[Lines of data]
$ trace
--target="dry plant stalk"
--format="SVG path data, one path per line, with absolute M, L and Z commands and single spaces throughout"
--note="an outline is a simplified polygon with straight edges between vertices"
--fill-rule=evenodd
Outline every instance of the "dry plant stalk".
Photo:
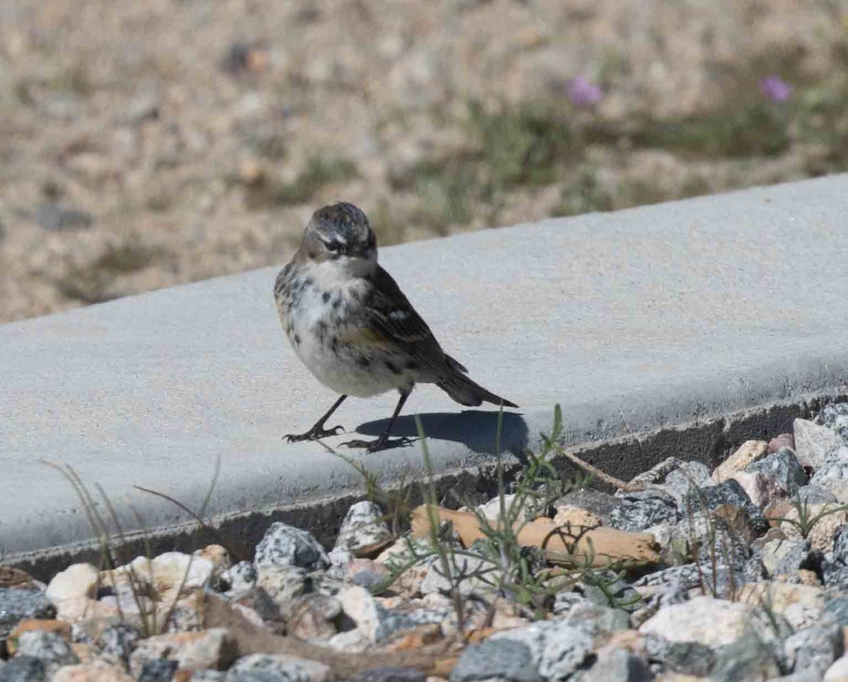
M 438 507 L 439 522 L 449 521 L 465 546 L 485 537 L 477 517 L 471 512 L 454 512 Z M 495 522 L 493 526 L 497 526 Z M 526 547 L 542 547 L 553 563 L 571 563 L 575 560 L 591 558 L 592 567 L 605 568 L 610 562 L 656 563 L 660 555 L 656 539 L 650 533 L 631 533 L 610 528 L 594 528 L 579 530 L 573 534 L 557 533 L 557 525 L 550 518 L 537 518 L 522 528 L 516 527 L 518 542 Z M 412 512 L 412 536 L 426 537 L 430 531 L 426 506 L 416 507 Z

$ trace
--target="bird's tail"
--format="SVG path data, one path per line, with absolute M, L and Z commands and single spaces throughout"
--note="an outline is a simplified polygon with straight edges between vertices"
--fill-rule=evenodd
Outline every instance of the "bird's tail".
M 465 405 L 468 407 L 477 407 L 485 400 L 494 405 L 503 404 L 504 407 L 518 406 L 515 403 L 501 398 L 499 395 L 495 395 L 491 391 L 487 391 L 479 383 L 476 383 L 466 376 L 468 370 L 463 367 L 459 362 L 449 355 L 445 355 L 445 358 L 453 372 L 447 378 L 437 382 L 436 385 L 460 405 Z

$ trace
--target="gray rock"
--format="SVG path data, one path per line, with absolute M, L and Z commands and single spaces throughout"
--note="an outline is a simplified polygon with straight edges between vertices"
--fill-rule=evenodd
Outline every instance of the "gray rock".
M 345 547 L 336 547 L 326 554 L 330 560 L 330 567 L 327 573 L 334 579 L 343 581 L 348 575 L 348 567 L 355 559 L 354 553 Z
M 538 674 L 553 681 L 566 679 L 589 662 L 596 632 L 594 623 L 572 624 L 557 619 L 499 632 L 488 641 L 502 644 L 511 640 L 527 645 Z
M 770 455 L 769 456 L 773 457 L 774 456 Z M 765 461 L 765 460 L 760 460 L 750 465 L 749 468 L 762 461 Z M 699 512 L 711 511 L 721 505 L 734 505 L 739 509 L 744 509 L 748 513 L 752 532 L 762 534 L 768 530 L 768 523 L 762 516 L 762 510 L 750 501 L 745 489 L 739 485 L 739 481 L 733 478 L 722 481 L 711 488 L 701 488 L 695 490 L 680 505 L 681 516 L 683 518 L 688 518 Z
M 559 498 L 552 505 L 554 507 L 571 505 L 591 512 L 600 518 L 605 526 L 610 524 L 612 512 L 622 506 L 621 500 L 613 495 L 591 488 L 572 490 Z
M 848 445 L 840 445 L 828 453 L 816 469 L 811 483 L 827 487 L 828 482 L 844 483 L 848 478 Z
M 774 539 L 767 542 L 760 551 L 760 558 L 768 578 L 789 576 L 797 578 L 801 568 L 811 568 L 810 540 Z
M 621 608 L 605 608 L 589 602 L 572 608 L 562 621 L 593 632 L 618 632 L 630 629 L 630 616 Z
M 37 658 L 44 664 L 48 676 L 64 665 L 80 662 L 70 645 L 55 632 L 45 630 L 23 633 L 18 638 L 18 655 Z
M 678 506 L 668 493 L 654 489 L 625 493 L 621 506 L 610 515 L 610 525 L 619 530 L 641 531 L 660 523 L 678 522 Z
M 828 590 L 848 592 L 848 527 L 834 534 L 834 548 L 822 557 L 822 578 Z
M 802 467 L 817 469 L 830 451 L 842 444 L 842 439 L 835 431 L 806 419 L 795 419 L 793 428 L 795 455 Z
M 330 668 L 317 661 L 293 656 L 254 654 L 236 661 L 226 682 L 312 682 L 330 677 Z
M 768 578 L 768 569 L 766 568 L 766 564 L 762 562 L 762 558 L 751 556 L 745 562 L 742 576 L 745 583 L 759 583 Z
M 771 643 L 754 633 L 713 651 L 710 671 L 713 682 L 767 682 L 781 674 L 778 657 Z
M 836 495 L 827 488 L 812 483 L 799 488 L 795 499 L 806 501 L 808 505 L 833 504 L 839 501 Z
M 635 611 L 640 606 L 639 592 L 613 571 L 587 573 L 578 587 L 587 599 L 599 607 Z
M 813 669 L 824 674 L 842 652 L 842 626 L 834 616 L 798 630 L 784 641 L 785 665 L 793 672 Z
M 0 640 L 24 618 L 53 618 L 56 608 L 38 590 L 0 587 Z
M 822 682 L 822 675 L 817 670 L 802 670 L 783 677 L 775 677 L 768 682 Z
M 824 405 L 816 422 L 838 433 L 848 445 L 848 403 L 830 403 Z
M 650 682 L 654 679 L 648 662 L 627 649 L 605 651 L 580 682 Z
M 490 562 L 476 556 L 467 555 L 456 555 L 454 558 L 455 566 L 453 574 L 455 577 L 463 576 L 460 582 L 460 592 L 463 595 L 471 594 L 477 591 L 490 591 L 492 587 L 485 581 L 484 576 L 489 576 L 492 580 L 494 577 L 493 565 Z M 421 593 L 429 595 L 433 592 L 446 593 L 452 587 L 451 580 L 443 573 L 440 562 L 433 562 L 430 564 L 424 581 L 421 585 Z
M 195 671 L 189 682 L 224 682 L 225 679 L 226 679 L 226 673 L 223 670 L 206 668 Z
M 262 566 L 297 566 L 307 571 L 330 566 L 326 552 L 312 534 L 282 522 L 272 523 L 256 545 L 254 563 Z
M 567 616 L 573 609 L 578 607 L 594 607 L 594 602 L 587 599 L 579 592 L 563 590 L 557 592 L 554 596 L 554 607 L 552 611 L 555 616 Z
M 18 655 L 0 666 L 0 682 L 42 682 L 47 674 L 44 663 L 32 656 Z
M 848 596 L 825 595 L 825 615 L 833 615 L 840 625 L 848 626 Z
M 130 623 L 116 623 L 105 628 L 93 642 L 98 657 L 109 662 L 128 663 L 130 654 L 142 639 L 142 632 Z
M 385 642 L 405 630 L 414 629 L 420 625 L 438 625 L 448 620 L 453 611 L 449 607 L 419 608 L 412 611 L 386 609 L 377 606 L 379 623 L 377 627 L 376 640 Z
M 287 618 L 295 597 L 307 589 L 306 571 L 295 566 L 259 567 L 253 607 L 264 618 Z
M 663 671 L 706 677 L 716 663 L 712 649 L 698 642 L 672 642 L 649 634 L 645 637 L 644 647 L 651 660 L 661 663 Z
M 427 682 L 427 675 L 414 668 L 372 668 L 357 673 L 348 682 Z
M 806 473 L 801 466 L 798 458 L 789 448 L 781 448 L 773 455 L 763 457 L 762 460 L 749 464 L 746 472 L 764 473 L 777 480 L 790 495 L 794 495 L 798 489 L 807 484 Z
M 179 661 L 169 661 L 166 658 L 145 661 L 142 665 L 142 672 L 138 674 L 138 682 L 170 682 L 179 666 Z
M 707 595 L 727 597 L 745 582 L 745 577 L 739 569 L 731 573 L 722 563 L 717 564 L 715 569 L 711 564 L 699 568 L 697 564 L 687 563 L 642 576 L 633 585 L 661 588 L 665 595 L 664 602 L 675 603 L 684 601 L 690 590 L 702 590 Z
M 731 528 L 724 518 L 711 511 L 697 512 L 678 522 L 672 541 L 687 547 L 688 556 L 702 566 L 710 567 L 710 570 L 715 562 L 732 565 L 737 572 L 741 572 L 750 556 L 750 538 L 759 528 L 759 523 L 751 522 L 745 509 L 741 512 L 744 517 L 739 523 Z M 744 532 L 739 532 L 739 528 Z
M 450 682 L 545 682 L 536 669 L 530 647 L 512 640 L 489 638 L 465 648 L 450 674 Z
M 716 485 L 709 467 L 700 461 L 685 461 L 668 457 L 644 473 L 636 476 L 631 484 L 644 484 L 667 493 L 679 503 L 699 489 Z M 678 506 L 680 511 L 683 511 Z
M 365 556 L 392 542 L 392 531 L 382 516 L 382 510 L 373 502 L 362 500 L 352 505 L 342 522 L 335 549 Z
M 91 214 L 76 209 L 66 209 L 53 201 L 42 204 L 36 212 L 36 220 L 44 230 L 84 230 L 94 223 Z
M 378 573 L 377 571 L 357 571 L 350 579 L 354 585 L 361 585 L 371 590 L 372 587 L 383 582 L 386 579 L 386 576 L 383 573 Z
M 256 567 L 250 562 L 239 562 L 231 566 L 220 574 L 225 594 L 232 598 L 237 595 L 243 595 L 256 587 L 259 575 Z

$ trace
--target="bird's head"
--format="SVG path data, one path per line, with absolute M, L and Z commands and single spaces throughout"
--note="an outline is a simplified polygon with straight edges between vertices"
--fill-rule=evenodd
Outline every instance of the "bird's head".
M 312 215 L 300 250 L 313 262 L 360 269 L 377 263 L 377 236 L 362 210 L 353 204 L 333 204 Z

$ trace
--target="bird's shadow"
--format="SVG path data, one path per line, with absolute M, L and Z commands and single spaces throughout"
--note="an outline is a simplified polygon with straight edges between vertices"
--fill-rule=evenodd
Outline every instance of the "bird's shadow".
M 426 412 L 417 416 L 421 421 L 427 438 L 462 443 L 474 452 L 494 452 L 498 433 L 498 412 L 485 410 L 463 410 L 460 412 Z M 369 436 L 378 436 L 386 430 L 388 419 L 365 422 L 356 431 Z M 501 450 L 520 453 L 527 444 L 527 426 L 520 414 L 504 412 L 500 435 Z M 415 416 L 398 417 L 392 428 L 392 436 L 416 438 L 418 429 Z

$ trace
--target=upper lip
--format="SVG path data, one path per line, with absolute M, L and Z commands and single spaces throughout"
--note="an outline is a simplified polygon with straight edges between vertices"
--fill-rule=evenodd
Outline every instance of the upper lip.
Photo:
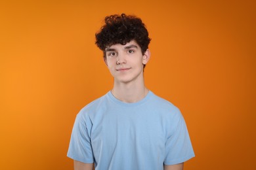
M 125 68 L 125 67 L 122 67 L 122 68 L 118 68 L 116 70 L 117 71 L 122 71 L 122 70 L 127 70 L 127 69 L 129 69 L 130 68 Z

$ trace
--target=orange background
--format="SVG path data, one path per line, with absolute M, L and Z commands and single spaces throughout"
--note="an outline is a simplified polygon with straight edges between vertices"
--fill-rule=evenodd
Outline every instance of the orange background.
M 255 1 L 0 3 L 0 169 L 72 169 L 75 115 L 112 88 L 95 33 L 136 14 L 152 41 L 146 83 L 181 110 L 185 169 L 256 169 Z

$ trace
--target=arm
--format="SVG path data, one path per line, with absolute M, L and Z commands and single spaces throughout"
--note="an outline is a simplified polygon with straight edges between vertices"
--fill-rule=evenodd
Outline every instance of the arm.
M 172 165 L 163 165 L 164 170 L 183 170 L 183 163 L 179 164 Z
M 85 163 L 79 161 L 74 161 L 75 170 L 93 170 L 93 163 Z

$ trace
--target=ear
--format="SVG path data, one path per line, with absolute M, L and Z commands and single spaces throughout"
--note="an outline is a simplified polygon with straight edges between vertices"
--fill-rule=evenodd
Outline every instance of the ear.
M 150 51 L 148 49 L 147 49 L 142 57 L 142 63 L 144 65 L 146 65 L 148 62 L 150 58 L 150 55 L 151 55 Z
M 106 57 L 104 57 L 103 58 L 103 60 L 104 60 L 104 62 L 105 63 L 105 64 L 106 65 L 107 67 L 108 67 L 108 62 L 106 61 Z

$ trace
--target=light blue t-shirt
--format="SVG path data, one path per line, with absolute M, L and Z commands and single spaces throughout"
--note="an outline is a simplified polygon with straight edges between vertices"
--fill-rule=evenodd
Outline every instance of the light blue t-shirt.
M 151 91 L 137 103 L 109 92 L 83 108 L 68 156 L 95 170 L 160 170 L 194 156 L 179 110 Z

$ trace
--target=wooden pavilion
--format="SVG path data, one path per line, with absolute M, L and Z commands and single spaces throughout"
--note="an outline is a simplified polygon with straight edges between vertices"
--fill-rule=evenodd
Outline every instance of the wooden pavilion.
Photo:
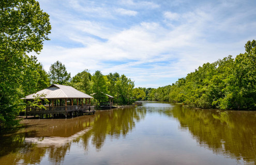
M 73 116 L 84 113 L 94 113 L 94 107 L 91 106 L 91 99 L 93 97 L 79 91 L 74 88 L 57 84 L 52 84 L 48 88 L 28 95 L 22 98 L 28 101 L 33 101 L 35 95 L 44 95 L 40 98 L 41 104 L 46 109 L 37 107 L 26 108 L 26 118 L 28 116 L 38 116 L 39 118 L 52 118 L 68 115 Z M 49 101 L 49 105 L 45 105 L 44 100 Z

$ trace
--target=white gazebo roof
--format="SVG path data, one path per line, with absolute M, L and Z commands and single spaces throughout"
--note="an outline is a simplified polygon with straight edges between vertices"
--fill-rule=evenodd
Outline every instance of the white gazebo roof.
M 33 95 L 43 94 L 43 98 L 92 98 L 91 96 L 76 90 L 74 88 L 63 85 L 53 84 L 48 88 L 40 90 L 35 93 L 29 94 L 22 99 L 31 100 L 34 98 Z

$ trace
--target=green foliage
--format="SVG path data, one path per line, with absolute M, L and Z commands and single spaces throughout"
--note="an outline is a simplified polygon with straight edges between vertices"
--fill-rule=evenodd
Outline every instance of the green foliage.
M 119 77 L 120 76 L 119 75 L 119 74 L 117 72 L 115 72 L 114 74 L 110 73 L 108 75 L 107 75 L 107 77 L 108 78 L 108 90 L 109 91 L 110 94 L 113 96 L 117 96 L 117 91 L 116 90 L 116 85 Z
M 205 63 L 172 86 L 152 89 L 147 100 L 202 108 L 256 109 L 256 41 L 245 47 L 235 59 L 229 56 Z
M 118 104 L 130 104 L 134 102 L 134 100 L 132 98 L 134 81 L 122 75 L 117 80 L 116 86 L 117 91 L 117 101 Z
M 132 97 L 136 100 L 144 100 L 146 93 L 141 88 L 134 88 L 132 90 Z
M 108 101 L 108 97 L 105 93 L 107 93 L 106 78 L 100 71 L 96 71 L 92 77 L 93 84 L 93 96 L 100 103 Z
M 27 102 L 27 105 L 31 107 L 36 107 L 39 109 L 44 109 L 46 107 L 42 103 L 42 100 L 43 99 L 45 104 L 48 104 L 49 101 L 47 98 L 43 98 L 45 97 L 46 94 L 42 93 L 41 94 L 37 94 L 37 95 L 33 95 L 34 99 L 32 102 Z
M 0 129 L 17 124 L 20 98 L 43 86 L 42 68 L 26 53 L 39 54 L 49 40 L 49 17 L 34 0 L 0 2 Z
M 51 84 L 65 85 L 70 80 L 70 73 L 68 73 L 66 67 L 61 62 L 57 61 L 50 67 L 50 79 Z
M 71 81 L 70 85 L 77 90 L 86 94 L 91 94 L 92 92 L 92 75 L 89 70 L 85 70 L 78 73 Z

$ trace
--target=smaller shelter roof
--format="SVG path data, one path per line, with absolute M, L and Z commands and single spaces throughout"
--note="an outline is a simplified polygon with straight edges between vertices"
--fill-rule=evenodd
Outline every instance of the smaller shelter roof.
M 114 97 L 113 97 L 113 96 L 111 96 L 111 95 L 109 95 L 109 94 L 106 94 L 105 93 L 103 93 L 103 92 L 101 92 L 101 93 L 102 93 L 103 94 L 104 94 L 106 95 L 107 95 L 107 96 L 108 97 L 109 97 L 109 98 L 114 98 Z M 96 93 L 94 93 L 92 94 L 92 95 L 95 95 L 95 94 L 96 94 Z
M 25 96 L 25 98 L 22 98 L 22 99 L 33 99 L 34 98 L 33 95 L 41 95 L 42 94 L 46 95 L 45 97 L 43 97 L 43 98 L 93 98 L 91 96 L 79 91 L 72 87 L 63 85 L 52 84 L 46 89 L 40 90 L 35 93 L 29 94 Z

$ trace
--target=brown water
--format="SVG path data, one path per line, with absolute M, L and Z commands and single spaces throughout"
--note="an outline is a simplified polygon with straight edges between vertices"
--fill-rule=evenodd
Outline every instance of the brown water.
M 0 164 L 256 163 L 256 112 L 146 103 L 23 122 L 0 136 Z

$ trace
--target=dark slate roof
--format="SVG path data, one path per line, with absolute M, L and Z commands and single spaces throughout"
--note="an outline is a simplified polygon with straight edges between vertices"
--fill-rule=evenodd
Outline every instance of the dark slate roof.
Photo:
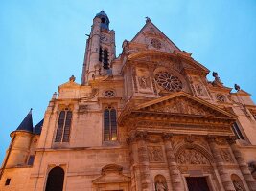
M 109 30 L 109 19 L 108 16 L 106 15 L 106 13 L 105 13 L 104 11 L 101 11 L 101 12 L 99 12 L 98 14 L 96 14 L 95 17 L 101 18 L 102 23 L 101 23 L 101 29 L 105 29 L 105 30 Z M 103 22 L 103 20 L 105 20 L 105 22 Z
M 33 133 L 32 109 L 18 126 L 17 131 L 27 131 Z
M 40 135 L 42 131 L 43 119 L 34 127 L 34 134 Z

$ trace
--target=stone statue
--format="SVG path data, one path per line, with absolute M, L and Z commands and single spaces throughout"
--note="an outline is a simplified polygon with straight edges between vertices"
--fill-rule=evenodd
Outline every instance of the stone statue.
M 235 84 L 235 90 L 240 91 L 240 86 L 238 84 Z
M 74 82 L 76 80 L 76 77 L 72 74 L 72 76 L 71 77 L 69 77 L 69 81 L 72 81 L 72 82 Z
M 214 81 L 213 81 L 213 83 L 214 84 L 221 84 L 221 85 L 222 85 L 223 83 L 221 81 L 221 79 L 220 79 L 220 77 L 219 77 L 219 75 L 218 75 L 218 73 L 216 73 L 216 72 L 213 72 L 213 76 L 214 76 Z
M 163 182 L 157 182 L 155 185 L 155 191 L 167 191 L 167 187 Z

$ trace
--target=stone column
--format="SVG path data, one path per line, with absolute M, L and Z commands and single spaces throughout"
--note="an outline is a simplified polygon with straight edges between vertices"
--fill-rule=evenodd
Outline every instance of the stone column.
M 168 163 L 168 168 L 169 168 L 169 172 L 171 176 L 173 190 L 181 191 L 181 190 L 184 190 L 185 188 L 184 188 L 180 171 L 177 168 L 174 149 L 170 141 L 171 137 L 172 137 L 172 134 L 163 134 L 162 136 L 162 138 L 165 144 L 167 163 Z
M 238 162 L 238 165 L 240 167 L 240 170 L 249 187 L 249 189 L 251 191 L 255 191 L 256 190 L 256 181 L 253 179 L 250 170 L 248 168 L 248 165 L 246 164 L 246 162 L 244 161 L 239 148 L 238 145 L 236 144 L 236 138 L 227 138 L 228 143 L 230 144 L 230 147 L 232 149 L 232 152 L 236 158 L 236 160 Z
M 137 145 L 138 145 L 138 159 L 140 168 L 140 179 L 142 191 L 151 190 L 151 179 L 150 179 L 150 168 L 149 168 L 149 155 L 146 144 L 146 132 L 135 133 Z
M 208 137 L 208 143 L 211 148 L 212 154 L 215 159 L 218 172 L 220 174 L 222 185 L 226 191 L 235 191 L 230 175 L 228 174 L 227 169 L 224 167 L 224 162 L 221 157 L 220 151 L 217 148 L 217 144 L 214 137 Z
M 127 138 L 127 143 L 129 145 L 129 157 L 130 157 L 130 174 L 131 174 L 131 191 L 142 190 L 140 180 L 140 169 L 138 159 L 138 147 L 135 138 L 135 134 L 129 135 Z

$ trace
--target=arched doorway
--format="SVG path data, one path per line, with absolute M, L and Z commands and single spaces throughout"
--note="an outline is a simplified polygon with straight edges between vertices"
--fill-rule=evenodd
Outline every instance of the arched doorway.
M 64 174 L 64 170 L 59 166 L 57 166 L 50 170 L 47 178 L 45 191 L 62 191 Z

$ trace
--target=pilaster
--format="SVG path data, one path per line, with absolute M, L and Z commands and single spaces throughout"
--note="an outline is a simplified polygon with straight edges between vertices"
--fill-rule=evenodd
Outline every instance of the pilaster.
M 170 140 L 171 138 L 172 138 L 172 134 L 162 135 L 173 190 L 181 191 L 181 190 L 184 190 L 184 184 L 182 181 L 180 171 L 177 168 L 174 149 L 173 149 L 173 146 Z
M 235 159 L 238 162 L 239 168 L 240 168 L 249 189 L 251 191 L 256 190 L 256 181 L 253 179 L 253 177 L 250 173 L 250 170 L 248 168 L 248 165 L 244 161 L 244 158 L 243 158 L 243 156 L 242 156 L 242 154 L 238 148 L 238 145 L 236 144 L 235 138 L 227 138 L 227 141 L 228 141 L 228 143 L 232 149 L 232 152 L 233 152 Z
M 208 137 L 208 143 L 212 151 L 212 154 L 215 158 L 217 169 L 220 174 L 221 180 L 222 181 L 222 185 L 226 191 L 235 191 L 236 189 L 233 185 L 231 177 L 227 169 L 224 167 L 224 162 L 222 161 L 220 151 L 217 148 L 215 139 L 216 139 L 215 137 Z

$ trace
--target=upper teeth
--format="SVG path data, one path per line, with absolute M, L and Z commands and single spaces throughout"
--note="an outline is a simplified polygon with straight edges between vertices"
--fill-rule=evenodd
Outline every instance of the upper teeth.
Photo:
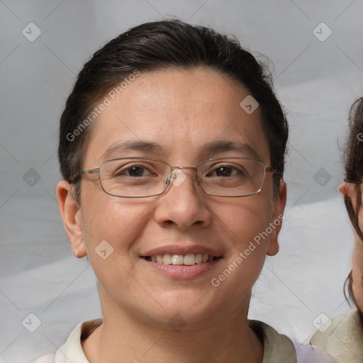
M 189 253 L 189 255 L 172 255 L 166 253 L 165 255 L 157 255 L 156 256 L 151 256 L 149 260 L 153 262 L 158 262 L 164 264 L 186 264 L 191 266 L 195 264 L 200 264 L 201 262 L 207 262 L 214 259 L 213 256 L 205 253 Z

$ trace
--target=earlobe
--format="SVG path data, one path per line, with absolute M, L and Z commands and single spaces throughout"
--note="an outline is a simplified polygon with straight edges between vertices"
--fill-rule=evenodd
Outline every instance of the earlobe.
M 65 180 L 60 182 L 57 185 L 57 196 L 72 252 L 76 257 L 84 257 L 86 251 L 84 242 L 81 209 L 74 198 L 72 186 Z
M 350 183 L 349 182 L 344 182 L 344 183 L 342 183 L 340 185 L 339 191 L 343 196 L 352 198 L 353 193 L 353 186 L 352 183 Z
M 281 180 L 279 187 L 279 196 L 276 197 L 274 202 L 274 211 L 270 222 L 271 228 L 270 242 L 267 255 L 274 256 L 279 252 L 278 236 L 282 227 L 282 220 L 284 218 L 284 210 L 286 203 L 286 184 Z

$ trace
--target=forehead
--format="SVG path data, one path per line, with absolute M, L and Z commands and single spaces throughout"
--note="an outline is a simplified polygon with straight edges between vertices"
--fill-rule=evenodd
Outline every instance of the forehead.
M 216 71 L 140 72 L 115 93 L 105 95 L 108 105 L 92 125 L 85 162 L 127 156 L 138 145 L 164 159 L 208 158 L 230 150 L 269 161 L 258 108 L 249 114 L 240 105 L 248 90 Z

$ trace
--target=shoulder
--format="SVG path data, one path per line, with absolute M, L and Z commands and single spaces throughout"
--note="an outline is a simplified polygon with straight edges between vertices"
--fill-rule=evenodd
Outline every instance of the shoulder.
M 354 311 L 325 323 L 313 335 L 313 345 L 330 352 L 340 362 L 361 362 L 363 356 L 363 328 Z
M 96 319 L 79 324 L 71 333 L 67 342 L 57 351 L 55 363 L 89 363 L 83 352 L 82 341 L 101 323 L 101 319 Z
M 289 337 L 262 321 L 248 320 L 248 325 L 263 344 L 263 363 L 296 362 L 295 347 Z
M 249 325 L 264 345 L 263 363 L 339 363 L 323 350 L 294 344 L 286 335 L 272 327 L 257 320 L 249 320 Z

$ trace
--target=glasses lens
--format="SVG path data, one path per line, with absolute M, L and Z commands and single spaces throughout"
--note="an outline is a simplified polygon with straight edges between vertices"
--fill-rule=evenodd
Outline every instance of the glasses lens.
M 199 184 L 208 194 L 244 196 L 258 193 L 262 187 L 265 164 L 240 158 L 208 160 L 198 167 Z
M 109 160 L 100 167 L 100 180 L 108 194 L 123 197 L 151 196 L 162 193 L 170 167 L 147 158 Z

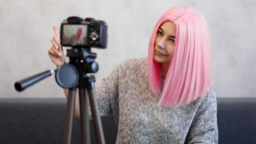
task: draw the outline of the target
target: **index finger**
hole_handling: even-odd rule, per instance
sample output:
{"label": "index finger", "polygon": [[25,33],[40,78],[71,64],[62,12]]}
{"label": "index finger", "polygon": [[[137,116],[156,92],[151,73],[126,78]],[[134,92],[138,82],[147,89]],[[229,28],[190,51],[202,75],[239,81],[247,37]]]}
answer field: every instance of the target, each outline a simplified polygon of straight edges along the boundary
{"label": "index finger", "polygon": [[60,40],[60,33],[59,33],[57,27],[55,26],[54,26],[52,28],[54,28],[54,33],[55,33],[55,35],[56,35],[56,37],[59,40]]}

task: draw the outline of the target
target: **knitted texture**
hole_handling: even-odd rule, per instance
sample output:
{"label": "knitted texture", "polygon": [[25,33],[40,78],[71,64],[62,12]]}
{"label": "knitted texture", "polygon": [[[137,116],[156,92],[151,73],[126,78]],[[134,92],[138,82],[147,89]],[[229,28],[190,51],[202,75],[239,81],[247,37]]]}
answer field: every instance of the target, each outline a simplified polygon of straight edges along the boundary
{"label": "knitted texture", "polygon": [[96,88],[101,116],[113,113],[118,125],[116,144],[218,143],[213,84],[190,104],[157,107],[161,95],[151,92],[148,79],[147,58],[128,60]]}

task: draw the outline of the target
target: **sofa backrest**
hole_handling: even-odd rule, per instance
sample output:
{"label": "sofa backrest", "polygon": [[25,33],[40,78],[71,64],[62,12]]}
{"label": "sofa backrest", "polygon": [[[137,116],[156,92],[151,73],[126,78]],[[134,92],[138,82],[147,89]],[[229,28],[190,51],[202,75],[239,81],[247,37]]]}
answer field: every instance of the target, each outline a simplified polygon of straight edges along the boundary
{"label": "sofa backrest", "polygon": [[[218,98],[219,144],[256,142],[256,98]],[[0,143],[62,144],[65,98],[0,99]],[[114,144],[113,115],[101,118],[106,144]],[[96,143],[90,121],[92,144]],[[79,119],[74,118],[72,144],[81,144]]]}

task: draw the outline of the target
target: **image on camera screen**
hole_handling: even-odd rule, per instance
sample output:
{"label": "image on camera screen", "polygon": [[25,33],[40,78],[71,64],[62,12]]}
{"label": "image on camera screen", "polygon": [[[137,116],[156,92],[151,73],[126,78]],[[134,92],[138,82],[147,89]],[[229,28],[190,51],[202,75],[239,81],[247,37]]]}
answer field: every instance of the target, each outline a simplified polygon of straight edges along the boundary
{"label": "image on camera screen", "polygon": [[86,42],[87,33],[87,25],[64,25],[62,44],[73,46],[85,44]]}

▶ [WHAT IS NEEDED] Rescale the stretch from the start of the entries through the line containing "M 438 507 L": reproduce every line, including the requests, but multiply each coordinate in the answer paths by 1.7 and round it to a whole number, with halves rounded up. Leave the pictures out.

▶ [SOLUTION FOR THIS TASK]
$ trace
--target="dry plant stalk"
--format="SVG path data, one path per line, with absolute M, L and Z commands and single spaces throughout"
--note="an outline is a simplified polygon with straight edges between vertices"
--fill-rule=evenodd
Outline every instance of the "dry plant stalk".
Photo:
M 745 862 L 746 887 L 763 886 L 791 928 L 825 913 L 811 879 L 801 870 L 772 870 Z M 842 887 L 838 894 L 845 894 Z M 894 930 L 921 930 L 940 957 L 971 957 L 978 952 L 1005 949 L 1006 964 L 1029 966 L 1037 955 L 1115 957 L 1122 944 L 1115 916 L 1105 906 L 1073 906 L 1037 898 L 1010 898 L 984 901 L 974 908 L 947 906 L 947 893 L 935 881 L 913 881 L 887 898 L 877 896 L 881 921 Z M 700 870 L 700 911 L 724 913 L 731 903 L 724 860 L 707 862 Z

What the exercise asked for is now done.